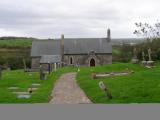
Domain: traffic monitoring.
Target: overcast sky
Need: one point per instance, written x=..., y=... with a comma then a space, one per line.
x=75, y=18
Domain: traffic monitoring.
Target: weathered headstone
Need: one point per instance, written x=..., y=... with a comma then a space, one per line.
x=24, y=96
x=150, y=62
x=13, y=88
x=104, y=88
x=41, y=73
x=135, y=59
x=144, y=62
x=0, y=72
x=35, y=85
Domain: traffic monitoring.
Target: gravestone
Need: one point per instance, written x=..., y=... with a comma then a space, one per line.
x=24, y=96
x=36, y=85
x=13, y=88
x=104, y=88
x=21, y=93
x=41, y=73
x=144, y=62
x=150, y=62
x=0, y=72
x=135, y=59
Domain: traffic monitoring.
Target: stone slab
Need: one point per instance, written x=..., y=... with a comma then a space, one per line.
x=36, y=84
x=13, y=88
x=21, y=93
x=34, y=89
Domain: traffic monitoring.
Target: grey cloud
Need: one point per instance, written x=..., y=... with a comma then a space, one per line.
x=85, y=18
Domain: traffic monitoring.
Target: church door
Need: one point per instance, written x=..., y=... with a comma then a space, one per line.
x=92, y=63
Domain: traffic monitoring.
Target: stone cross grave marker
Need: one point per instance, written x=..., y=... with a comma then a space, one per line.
x=104, y=88
x=149, y=54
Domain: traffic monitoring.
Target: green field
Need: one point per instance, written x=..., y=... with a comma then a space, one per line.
x=143, y=86
x=24, y=80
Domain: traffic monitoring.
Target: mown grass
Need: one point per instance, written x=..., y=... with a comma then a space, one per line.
x=23, y=81
x=15, y=43
x=143, y=86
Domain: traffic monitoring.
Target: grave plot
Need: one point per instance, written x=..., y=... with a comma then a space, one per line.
x=24, y=94
x=110, y=74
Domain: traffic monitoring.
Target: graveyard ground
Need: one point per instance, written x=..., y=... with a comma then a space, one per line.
x=142, y=86
x=22, y=80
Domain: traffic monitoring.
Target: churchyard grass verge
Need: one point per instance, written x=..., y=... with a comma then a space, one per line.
x=142, y=86
x=18, y=78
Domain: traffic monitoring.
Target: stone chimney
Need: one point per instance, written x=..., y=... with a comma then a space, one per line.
x=109, y=35
x=62, y=48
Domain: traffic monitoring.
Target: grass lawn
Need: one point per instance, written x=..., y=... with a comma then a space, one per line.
x=16, y=43
x=143, y=86
x=23, y=81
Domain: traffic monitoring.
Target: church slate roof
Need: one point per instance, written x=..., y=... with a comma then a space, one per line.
x=45, y=47
x=71, y=46
x=50, y=59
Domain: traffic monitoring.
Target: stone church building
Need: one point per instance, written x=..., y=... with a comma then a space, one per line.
x=72, y=51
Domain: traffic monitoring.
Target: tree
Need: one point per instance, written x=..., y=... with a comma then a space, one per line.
x=148, y=31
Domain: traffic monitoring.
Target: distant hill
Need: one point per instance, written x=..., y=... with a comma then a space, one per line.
x=130, y=41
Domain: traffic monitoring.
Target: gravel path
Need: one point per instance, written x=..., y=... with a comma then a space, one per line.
x=66, y=91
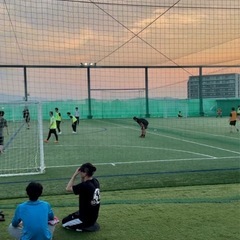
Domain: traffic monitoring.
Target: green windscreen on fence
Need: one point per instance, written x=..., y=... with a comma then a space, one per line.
x=127, y=108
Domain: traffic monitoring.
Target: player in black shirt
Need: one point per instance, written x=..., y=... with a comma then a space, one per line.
x=26, y=116
x=89, y=200
x=143, y=123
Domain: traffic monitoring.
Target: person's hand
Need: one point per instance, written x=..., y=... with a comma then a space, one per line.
x=76, y=172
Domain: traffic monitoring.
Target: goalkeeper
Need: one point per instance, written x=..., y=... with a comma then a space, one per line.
x=52, y=128
x=3, y=124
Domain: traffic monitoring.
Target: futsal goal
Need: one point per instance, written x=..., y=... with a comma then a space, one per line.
x=23, y=152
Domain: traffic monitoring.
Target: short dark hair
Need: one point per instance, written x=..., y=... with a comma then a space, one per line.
x=88, y=168
x=34, y=190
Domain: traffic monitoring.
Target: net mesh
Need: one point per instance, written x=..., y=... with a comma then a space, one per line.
x=166, y=32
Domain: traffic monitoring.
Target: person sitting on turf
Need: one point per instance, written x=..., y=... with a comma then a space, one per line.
x=85, y=219
x=180, y=114
x=143, y=123
x=33, y=219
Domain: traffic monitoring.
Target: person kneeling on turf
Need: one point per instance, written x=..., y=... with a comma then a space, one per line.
x=85, y=219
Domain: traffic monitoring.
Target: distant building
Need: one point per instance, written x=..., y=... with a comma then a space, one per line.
x=215, y=86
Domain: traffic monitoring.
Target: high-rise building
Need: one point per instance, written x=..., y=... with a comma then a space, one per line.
x=215, y=86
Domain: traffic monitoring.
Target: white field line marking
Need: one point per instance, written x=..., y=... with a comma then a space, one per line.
x=145, y=161
x=141, y=147
x=182, y=140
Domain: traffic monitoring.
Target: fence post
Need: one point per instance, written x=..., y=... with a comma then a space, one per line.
x=146, y=92
x=201, y=112
x=89, y=94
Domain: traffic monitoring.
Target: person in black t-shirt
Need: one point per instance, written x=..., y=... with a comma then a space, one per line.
x=85, y=219
x=143, y=123
x=26, y=116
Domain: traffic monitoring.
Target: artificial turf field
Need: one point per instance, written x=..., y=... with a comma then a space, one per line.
x=180, y=182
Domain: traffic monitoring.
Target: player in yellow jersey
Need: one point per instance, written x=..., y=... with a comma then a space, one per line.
x=74, y=122
x=233, y=120
x=58, y=117
x=52, y=128
x=238, y=112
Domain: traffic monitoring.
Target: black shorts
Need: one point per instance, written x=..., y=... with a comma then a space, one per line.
x=1, y=140
x=233, y=123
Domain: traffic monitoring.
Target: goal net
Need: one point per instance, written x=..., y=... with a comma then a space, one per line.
x=23, y=145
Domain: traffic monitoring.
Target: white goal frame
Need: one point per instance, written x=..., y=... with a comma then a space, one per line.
x=23, y=147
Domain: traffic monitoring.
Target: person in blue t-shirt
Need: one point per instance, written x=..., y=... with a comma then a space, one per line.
x=32, y=218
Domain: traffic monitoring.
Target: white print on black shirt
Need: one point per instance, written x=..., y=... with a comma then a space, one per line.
x=96, y=197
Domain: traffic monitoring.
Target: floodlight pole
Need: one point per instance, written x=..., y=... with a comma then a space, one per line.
x=25, y=84
x=89, y=94
x=201, y=112
x=146, y=91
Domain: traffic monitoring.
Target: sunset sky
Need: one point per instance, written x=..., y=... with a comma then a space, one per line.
x=118, y=33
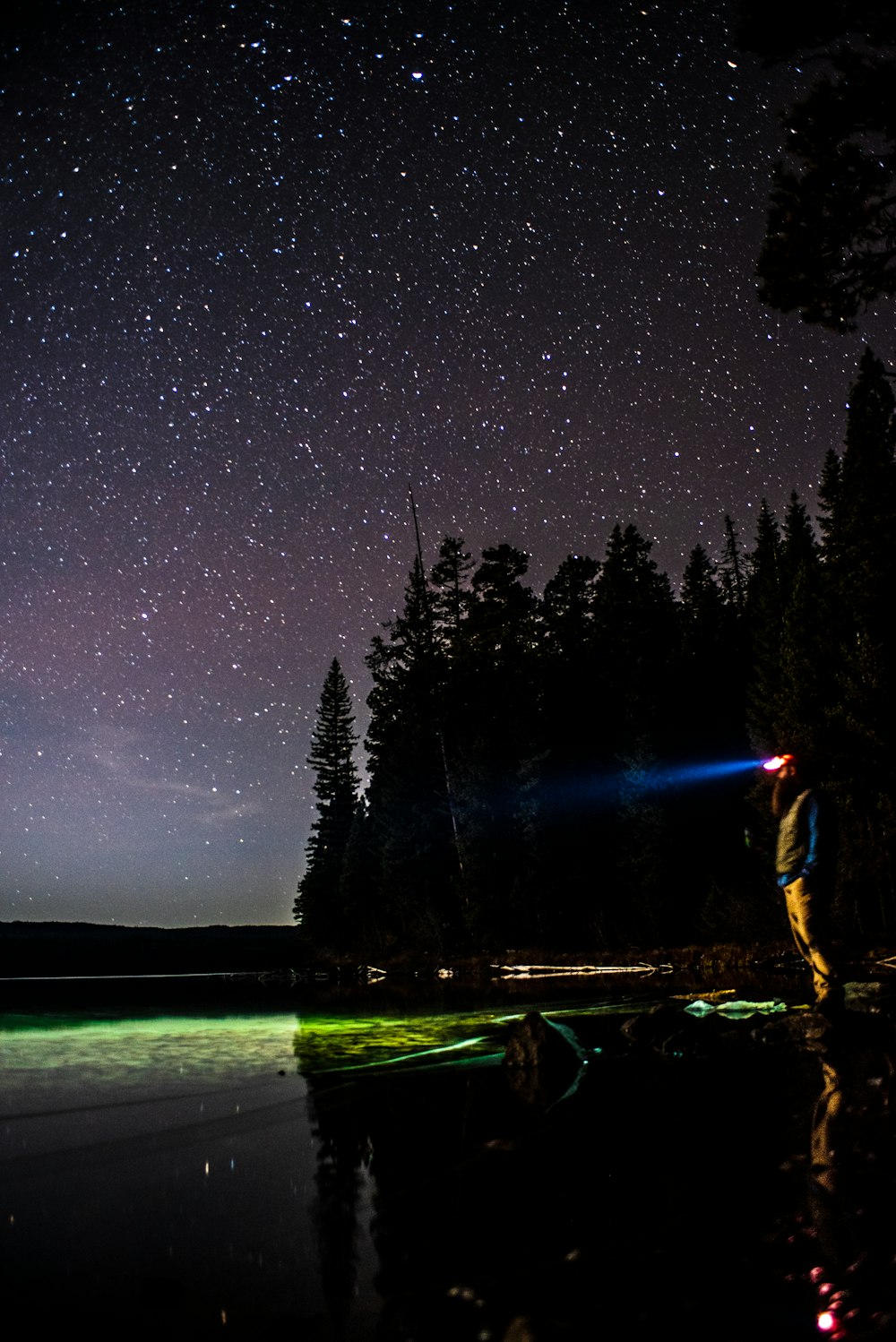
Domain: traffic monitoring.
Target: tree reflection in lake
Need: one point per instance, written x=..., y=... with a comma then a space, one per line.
x=676, y=1171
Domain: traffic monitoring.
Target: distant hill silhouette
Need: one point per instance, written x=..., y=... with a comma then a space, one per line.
x=59, y=951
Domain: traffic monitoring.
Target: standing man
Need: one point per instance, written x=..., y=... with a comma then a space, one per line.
x=804, y=865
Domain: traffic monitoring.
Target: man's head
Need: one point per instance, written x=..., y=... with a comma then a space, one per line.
x=788, y=783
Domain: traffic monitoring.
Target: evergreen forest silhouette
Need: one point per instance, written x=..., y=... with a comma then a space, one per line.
x=534, y=762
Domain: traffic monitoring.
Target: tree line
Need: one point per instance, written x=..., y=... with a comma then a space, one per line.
x=561, y=770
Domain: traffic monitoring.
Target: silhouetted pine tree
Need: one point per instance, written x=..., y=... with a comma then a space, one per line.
x=858, y=497
x=320, y=906
x=558, y=802
x=637, y=652
x=409, y=813
x=494, y=698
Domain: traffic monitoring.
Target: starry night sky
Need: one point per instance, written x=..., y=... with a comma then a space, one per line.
x=269, y=264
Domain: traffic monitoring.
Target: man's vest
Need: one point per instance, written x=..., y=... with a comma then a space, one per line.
x=793, y=838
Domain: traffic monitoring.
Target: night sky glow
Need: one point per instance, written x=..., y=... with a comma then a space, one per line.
x=264, y=266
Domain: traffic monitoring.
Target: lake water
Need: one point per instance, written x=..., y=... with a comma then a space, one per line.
x=362, y=1166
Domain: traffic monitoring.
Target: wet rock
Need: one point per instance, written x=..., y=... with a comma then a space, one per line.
x=541, y=1059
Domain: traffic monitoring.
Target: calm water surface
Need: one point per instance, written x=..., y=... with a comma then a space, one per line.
x=364, y=1166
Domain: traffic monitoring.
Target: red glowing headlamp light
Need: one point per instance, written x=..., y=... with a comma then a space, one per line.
x=776, y=762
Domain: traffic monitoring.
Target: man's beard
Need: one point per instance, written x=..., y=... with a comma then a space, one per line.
x=784, y=795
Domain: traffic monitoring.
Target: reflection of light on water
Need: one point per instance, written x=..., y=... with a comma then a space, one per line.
x=48, y=1055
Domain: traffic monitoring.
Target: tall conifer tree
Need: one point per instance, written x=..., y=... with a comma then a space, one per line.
x=318, y=906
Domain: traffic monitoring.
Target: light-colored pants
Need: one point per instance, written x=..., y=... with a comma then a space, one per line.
x=809, y=926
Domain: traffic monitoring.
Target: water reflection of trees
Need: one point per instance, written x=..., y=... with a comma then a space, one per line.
x=848, y=1240
x=666, y=1193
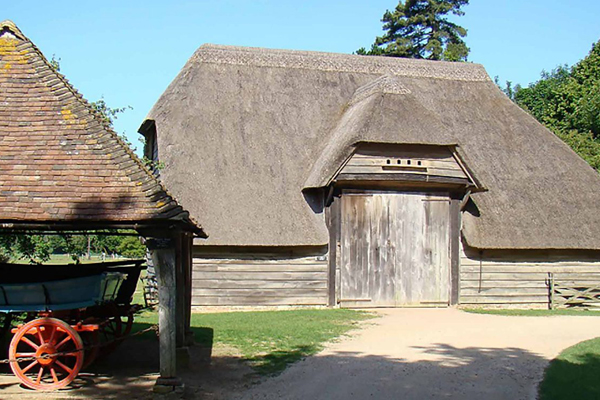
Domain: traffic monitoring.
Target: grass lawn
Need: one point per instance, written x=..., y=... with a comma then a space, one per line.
x=269, y=340
x=574, y=373
x=535, y=313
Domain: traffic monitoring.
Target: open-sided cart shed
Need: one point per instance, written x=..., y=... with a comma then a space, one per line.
x=63, y=170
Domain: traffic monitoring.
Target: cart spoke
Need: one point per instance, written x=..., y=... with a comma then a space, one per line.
x=27, y=368
x=42, y=341
x=40, y=373
x=25, y=339
x=63, y=342
x=63, y=366
x=54, y=377
x=17, y=355
x=52, y=334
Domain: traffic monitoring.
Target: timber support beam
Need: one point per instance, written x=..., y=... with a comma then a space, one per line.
x=165, y=257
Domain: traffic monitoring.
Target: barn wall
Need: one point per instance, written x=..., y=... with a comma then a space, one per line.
x=519, y=280
x=258, y=280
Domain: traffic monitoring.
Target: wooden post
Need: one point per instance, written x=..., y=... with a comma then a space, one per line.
x=454, y=250
x=188, y=241
x=551, y=289
x=333, y=221
x=163, y=253
x=180, y=293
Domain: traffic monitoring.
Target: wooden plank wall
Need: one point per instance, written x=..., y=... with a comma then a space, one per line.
x=259, y=281
x=523, y=284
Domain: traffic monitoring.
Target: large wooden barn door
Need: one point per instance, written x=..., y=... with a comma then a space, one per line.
x=394, y=249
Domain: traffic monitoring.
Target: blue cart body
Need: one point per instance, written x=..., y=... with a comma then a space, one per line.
x=65, y=294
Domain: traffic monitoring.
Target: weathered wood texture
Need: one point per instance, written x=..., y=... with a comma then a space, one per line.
x=419, y=160
x=395, y=249
x=506, y=281
x=567, y=291
x=164, y=261
x=250, y=281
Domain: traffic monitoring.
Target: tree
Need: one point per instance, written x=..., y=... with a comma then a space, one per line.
x=132, y=247
x=421, y=29
x=567, y=101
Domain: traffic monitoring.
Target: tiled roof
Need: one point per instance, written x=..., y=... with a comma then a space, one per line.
x=58, y=160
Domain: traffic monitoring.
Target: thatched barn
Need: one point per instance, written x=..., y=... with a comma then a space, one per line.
x=333, y=179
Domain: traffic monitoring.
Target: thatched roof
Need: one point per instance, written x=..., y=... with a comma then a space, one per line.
x=244, y=132
x=59, y=164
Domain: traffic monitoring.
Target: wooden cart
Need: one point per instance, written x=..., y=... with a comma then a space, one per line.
x=72, y=314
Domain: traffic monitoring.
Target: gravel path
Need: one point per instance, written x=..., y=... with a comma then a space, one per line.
x=433, y=354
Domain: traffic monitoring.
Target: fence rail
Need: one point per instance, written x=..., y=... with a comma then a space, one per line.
x=570, y=291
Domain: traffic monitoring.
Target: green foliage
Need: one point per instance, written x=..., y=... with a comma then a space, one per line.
x=573, y=374
x=131, y=247
x=567, y=101
x=269, y=340
x=421, y=29
x=33, y=248
x=39, y=248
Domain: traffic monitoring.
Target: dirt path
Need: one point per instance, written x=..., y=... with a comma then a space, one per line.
x=433, y=354
x=405, y=354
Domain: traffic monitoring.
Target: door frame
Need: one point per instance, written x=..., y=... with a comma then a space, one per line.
x=333, y=220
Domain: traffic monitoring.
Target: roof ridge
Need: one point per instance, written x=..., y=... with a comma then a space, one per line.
x=340, y=62
x=11, y=26
x=385, y=84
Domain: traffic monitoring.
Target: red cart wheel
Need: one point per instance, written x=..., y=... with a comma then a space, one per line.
x=46, y=337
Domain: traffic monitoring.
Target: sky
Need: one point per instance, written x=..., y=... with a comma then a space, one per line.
x=128, y=51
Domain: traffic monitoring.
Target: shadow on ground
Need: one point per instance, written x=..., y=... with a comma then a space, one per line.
x=443, y=372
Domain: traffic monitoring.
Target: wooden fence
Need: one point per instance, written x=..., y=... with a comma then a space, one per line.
x=573, y=291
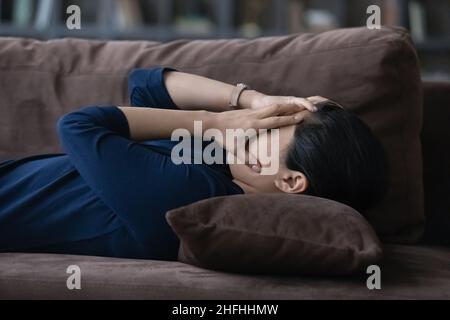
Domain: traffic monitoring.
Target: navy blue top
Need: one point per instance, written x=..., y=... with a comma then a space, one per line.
x=108, y=194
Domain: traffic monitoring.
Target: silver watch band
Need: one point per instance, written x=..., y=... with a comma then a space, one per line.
x=235, y=95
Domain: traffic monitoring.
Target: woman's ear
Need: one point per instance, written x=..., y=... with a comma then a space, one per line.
x=290, y=181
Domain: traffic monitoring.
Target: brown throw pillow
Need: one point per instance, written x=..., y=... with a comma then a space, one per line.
x=276, y=234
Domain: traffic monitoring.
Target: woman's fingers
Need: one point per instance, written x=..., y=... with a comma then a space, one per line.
x=309, y=105
x=280, y=121
x=278, y=109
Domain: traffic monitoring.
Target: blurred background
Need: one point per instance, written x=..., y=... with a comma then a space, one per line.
x=165, y=20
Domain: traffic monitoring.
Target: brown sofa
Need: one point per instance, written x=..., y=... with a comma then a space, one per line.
x=40, y=81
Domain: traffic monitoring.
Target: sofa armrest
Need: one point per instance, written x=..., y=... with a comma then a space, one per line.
x=436, y=161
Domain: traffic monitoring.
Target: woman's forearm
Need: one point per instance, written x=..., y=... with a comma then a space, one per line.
x=152, y=124
x=193, y=92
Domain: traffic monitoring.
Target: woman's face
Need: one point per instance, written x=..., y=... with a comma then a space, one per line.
x=261, y=177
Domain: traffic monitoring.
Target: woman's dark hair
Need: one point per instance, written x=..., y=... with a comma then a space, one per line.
x=340, y=156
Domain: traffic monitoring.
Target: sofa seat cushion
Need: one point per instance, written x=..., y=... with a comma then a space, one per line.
x=407, y=272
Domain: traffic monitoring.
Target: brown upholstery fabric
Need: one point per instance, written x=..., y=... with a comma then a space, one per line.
x=373, y=72
x=436, y=161
x=407, y=272
x=275, y=234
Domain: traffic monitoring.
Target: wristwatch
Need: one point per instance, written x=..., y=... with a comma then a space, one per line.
x=234, y=99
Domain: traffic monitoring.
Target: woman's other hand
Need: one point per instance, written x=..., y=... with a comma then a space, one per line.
x=247, y=123
x=261, y=101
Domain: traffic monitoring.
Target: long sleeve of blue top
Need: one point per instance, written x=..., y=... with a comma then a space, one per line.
x=107, y=195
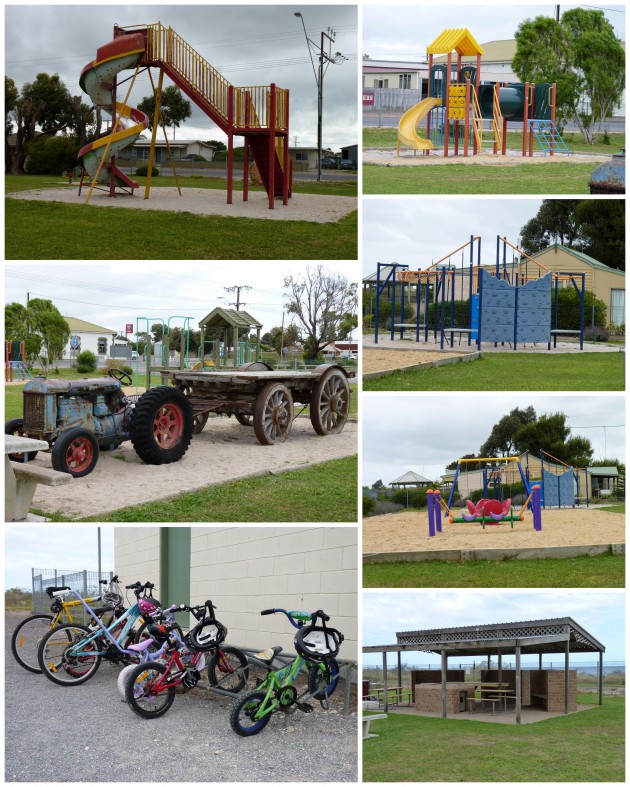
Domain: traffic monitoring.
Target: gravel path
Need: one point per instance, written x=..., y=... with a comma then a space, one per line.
x=87, y=734
x=320, y=208
x=224, y=451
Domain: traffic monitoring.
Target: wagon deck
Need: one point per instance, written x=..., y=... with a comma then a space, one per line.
x=257, y=395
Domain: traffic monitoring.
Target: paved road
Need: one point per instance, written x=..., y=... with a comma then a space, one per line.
x=87, y=734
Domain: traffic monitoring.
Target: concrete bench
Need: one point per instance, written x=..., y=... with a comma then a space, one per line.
x=366, y=724
x=21, y=483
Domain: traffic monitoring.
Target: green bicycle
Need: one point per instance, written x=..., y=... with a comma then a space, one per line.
x=316, y=647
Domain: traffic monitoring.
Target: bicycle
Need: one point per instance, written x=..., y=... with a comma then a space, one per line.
x=27, y=636
x=150, y=688
x=316, y=648
x=71, y=654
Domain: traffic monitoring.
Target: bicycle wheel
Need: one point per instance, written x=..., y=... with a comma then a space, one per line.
x=243, y=711
x=227, y=669
x=141, y=695
x=26, y=638
x=323, y=679
x=57, y=660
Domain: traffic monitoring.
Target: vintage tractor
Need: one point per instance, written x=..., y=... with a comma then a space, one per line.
x=77, y=418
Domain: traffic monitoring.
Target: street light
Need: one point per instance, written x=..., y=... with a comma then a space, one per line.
x=319, y=78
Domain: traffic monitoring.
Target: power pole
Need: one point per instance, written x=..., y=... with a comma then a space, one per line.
x=237, y=289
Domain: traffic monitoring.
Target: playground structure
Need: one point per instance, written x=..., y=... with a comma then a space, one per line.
x=260, y=114
x=509, y=302
x=15, y=367
x=458, y=105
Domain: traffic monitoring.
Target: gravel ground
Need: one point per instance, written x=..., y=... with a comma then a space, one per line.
x=87, y=734
x=320, y=208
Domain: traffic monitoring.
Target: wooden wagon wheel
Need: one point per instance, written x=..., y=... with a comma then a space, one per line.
x=330, y=402
x=273, y=414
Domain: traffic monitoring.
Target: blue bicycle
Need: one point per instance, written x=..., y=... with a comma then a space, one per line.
x=71, y=654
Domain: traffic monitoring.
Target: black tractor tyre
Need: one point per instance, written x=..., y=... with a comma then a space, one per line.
x=162, y=425
x=16, y=426
x=75, y=451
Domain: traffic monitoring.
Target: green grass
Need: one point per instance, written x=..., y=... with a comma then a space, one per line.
x=323, y=493
x=599, y=571
x=581, y=747
x=386, y=138
x=512, y=372
x=49, y=230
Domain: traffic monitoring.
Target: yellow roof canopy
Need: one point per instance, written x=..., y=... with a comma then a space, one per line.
x=459, y=39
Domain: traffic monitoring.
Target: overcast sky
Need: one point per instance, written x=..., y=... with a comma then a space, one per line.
x=600, y=612
x=112, y=294
x=418, y=232
x=73, y=548
x=425, y=433
x=403, y=32
x=248, y=44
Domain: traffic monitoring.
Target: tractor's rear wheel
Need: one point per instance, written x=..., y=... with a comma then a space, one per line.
x=16, y=427
x=76, y=452
x=162, y=425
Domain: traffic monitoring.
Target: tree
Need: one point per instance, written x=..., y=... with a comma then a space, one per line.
x=551, y=434
x=501, y=440
x=323, y=304
x=582, y=55
x=174, y=108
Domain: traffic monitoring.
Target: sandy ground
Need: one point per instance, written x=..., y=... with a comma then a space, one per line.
x=513, y=158
x=320, y=208
x=385, y=344
x=408, y=532
x=224, y=451
x=384, y=360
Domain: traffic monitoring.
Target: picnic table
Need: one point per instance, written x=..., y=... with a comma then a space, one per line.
x=21, y=477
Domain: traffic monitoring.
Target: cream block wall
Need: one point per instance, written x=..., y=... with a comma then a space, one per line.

_____

Problem requirements
Take the listing above and repeat exactly the lines from the one containing "Target: fence rail" through the one containing "Target: roof ridge", both included.

Output for this task
Target: fence rail
Need: one point per instance, written x=..., y=... with a comma then a space, one per line.
x=570, y=291
Domain: traffic monitoring.
Target: green foliage
Need: one point per instance, written x=..., y=... with a comma then a space, one per line.
x=573, y=374
x=131, y=247
x=567, y=101
x=269, y=340
x=421, y=29
x=33, y=248
x=39, y=248
Domain: traffic monitoring.
Target: dirt path
Need: one point per instance, written x=..., y=... with a comma then a space, one per line.
x=433, y=354
x=405, y=354
Domain: traffic monitoring.
Target: door frame
Need: one point per instance, written x=..., y=... with a comma then a space, one per line.
x=333, y=220
Domain: traffic monitoring.
Target: roof ridge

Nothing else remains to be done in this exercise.